[REQUEST]:
Identify every line in the entries below that contains the word "tile", and copy each such line in full. Case counts.

Items listed in a dataset

>> Start

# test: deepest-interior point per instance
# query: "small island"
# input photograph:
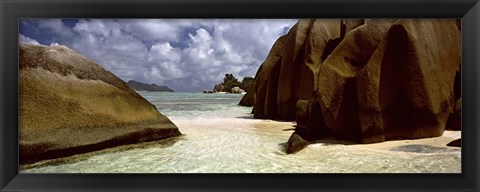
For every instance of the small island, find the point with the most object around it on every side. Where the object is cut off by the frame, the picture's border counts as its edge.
(139, 86)
(231, 84)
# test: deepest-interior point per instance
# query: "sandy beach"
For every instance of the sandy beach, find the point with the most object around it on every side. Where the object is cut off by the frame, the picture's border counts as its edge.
(441, 141)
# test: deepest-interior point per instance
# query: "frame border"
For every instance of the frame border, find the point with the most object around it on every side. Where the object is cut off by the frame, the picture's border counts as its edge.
(11, 11)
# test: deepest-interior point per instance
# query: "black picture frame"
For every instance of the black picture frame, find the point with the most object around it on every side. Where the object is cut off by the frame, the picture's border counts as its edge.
(11, 11)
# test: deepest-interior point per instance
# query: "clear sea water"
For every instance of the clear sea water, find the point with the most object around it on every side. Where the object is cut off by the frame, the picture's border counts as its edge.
(220, 136)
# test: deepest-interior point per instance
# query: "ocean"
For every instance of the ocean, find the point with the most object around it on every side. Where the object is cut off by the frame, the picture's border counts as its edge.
(219, 136)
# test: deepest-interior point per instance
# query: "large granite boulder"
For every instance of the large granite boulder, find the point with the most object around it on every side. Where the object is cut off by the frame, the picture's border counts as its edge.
(455, 119)
(363, 80)
(70, 105)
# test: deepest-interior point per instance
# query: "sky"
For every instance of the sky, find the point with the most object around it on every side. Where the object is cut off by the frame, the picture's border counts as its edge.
(184, 54)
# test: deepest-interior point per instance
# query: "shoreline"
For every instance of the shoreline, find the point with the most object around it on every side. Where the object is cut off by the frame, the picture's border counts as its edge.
(440, 141)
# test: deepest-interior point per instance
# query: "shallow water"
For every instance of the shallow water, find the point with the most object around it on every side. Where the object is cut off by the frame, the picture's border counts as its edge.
(222, 137)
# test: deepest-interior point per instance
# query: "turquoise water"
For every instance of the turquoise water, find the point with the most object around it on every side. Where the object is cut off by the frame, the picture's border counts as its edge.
(221, 137)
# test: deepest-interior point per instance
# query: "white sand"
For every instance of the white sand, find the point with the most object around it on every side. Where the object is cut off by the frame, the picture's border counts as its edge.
(441, 141)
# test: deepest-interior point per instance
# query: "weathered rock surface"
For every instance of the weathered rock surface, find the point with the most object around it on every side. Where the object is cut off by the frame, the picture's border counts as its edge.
(296, 143)
(455, 143)
(455, 119)
(139, 86)
(70, 105)
(362, 80)
(218, 88)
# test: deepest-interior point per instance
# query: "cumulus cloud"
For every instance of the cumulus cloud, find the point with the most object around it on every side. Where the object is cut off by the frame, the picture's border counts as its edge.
(27, 40)
(186, 55)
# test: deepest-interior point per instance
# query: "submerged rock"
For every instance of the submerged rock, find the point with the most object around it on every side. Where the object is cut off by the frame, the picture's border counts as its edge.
(296, 143)
(362, 80)
(455, 143)
(70, 105)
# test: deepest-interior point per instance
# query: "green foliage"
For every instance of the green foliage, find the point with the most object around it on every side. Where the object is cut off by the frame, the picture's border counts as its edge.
(247, 82)
(229, 82)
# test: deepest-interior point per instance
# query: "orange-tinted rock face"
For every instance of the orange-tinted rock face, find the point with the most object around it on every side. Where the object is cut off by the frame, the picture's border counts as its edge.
(366, 80)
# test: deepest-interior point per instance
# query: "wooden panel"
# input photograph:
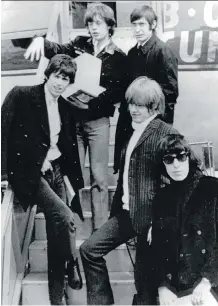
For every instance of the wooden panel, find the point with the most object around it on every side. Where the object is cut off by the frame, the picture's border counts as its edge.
(25, 15)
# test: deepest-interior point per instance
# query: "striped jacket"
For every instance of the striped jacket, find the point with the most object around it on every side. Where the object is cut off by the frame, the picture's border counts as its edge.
(144, 175)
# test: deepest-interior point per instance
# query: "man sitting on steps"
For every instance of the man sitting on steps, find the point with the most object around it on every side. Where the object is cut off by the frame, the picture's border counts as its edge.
(138, 183)
(39, 141)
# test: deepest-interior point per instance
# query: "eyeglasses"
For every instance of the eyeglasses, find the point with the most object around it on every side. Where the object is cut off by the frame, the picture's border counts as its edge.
(169, 158)
(137, 106)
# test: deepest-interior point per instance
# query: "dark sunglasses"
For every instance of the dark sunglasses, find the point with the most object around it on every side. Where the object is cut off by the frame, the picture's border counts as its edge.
(169, 158)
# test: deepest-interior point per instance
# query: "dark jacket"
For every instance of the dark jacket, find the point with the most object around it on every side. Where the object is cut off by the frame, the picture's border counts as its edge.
(144, 178)
(113, 74)
(184, 234)
(26, 141)
(156, 61)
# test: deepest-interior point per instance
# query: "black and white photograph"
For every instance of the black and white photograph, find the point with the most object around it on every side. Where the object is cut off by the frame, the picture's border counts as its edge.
(109, 153)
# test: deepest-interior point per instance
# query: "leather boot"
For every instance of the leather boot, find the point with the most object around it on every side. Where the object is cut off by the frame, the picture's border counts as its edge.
(74, 275)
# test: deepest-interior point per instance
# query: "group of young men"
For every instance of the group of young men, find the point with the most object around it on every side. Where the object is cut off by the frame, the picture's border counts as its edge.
(46, 138)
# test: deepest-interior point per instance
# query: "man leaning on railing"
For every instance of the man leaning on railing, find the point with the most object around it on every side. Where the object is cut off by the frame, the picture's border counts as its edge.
(40, 146)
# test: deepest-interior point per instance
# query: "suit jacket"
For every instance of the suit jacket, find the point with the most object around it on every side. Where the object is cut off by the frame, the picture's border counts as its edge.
(144, 177)
(26, 141)
(157, 61)
(113, 74)
(185, 238)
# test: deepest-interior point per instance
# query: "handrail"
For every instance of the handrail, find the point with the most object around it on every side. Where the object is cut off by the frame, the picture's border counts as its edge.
(58, 13)
(6, 209)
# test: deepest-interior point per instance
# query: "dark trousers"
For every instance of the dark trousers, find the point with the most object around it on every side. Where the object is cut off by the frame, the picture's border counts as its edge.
(113, 233)
(169, 113)
(94, 135)
(51, 198)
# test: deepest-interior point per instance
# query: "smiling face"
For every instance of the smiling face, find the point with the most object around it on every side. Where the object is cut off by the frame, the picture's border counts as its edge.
(177, 165)
(57, 83)
(139, 113)
(142, 30)
(98, 28)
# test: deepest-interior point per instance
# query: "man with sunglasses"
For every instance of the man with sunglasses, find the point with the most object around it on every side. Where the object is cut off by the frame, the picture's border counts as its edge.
(138, 182)
(184, 247)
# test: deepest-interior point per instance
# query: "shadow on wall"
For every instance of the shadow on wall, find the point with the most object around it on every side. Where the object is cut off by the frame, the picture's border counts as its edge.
(197, 107)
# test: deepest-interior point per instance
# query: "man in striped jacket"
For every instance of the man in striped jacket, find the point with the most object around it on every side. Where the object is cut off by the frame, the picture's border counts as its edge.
(138, 182)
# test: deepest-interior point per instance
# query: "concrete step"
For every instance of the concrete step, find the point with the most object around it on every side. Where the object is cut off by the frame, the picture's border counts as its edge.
(83, 229)
(35, 290)
(111, 153)
(117, 260)
(112, 178)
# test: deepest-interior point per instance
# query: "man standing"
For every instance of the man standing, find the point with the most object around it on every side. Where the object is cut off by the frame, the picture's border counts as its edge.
(39, 140)
(152, 58)
(138, 182)
(93, 124)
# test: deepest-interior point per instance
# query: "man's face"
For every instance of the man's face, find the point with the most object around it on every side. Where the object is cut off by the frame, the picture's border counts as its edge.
(57, 83)
(178, 168)
(98, 29)
(141, 30)
(139, 113)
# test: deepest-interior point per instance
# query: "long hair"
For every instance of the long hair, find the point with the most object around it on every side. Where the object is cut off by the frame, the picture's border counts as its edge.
(63, 64)
(146, 92)
(144, 11)
(104, 12)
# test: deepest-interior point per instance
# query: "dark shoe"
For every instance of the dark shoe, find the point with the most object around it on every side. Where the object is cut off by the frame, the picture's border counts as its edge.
(74, 275)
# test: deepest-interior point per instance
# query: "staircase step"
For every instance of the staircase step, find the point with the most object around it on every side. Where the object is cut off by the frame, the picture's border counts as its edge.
(112, 178)
(84, 229)
(35, 290)
(117, 260)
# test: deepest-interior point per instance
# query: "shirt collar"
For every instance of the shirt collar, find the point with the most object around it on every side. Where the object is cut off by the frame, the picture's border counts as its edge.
(108, 47)
(141, 45)
(139, 127)
(148, 44)
(49, 98)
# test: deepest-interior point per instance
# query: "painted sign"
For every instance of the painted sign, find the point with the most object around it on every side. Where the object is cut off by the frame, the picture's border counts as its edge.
(191, 29)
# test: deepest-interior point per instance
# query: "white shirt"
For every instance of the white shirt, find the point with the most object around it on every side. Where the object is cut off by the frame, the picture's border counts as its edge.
(138, 130)
(141, 45)
(54, 124)
(97, 49)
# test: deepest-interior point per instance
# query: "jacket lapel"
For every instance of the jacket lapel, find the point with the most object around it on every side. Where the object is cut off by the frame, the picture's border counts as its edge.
(39, 104)
(153, 125)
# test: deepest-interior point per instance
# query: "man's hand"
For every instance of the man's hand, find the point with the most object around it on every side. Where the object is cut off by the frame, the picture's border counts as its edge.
(46, 166)
(79, 105)
(200, 292)
(149, 236)
(166, 296)
(35, 49)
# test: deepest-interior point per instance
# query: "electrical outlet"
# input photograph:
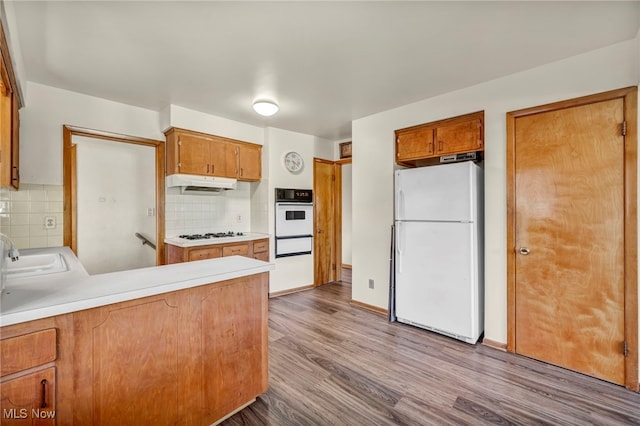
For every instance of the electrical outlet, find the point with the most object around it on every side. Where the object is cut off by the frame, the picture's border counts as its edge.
(50, 222)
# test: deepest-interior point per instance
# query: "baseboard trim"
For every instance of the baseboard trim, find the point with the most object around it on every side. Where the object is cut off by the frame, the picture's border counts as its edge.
(290, 291)
(376, 309)
(494, 344)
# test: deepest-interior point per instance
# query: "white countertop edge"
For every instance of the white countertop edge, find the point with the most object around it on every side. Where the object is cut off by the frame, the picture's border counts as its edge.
(31, 313)
(248, 236)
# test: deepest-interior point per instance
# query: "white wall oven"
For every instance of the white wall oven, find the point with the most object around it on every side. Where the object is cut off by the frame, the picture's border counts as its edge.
(294, 222)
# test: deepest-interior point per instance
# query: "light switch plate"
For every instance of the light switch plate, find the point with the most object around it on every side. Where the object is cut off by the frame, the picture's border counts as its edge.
(50, 222)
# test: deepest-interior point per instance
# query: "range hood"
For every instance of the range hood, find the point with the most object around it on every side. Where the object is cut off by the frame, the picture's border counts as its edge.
(195, 184)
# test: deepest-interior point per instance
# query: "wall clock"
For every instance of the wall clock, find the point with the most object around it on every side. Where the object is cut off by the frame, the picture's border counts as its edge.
(293, 162)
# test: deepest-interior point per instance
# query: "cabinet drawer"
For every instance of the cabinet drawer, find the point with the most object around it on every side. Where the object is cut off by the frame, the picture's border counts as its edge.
(207, 253)
(264, 256)
(26, 351)
(236, 250)
(30, 399)
(260, 246)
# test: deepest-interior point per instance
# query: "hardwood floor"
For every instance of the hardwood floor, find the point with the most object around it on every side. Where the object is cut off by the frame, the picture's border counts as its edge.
(334, 364)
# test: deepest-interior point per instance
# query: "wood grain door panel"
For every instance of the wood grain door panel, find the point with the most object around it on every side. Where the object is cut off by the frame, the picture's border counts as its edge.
(194, 155)
(324, 222)
(569, 215)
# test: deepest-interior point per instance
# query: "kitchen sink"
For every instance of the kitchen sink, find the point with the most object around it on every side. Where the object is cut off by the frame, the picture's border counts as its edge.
(35, 264)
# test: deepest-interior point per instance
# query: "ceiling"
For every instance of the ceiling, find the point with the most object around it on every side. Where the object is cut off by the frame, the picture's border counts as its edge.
(325, 63)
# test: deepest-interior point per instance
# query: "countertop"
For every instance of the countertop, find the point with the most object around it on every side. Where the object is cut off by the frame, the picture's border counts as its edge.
(30, 298)
(181, 242)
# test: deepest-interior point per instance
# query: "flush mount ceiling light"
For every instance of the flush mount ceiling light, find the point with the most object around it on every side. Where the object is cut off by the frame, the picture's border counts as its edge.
(265, 108)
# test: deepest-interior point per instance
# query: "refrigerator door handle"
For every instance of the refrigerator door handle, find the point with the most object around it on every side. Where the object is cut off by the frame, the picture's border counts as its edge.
(399, 247)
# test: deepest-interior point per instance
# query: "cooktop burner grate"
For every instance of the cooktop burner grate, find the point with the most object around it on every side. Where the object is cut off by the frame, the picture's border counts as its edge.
(211, 235)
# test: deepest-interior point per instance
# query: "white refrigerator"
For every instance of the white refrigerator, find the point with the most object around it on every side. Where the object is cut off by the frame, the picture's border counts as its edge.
(438, 250)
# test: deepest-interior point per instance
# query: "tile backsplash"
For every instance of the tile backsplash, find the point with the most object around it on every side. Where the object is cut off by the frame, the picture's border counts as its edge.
(191, 214)
(23, 214)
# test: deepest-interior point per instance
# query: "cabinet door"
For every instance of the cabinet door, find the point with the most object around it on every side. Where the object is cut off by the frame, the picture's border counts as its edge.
(205, 253)
(129, 361)
(414, 143)
(219, 159)
(29, 399)
(249, 162)
(194, 155)
(261, 250)
(236, 250)
(459, 137)
(234, 342)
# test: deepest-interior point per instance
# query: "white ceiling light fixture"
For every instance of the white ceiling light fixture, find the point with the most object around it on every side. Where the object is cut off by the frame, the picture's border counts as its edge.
(265, 108)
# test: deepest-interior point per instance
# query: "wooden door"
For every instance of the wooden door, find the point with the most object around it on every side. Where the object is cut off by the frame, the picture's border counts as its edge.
(568, 268)
(324, 221)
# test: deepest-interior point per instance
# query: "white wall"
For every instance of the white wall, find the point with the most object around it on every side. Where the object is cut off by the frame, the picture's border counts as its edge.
(48, 109)
(112, 207)
(373, 163)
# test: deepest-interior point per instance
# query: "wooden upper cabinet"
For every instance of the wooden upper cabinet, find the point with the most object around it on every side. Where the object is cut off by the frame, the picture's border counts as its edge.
(455, 135)
(249, 162)
(209, 155)
(414, 144)
(9, 129)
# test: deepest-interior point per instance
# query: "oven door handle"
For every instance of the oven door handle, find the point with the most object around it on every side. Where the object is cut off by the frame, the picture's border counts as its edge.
(294, 204)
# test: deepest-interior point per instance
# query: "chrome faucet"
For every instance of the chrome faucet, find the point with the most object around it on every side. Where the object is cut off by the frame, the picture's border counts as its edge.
(13, 252)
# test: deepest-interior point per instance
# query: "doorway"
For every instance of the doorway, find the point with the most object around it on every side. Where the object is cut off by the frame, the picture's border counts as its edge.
(329, 221)
(94, 207)
(572, 235)
(325, 225)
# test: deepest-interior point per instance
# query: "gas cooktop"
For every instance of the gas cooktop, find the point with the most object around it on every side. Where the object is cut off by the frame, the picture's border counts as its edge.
(211, 235)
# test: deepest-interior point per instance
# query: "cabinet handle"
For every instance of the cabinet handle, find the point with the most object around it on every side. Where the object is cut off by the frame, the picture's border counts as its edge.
(43, 382)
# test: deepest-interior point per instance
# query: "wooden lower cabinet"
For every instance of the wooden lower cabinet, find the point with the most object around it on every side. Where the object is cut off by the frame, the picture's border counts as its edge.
(193, 356)
(188, 357)
(29, 399)
(256, 249)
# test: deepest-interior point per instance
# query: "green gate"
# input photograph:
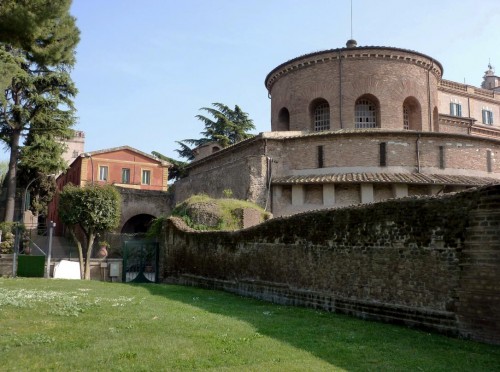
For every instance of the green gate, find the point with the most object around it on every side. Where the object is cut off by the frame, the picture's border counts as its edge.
(140, 261)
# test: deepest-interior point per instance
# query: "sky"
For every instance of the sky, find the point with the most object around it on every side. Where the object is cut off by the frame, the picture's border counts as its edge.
(145, 67)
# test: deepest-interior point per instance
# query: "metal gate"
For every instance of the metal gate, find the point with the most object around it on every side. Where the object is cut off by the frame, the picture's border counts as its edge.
(140, 261)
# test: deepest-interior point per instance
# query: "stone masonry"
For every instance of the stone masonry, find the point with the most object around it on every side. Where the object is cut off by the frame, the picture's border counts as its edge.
(432, 262)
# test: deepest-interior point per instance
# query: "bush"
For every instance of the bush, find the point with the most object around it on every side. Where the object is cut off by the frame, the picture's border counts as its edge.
(8, 236)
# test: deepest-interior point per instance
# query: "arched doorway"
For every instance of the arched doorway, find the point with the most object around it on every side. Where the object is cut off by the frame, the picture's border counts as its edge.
(138, 224)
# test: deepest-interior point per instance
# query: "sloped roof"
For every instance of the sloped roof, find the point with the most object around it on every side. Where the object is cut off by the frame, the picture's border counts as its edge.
(408, 178)
(114, 149)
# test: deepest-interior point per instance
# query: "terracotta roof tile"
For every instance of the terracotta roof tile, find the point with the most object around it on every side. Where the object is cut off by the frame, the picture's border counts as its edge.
(410, 178)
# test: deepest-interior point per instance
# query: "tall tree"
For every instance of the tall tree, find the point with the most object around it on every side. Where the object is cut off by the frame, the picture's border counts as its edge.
(177, 170)
(37, 50)
(224, 125)
(94, 209)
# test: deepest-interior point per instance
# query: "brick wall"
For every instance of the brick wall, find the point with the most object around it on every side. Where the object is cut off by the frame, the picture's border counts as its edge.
(429, 262)
(342, 76)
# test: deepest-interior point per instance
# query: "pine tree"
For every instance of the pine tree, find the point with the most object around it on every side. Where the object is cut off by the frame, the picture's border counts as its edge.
(226, 127)
(37, 50)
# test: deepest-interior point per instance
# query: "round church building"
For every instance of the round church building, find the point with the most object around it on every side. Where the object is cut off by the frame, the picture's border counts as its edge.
(359, 124)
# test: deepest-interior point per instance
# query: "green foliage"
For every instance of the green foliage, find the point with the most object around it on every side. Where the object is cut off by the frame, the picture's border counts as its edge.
(44, 29)
(95, 209)
(37, 50)
(4, 166)
(104, 243)
(227, 193)
(226, 126)
(226, 212)
(8, 230)
(156, 227)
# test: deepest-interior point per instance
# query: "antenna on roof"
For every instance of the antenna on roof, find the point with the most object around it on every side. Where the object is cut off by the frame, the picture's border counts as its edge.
(351, 43)
(351, 19)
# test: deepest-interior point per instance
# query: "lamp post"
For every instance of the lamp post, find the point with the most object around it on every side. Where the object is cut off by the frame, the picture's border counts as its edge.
(89, 155)
(23, 210)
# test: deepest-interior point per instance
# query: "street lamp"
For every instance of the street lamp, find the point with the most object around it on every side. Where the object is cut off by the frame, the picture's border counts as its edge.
(89, 155)
(23, 210)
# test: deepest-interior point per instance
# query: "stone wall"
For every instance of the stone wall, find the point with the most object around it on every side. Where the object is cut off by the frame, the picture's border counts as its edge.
(241, 169)
(427, 262)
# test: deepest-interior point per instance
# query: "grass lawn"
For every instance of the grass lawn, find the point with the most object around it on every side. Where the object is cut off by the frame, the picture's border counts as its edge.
(77, 325)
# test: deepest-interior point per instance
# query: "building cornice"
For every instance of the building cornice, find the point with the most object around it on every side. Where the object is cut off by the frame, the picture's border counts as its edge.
(366, 52)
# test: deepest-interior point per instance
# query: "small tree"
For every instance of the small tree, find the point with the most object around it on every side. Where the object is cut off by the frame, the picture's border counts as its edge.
(94, 209)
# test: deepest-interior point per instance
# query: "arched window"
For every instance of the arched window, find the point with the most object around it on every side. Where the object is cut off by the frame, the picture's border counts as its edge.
(406, 117)
(321, 116)
(365, 114)
(412, 116)
(284, 119)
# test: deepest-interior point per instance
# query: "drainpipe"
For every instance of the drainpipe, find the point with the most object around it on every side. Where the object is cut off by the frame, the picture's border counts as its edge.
(429, 95)
(417, 145)
(340, 89)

>> End

[CORRECT OUTPUT]:
# query: "tile backsplash"
For every instance of the tile backsplash, find the point with the most object around it on every side. Where the object is cut off by the frame, the picture's border counts as its edge.
# query: "terracotta roof tile"
For every instance of the terracotta roof tile, find the point with the most object around it on every side. Where the object is cut off by the frame, the picture's border counts as its edge.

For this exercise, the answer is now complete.